Could you write out every line of the rows below as a numbered list, skipping any blank lines and leaving the pictures out?

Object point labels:
=======

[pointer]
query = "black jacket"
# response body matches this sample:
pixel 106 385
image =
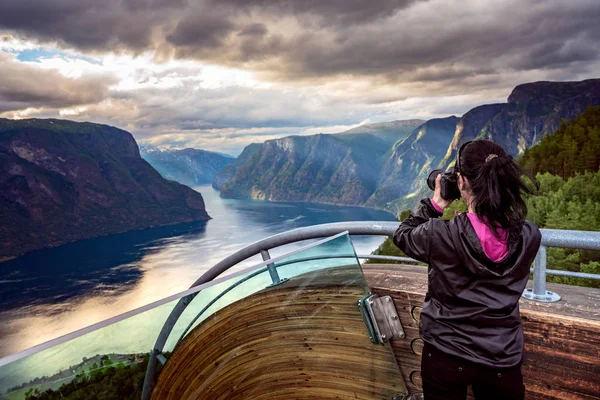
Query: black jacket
pixel 471 309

=======

* _Answer for this exercise_
1. [pointer]
2. query = "black jacket"
3. # response body matches this sample:
4. pixel 106 385
5. image =
6. Query: black jacket
7. pixel 471 309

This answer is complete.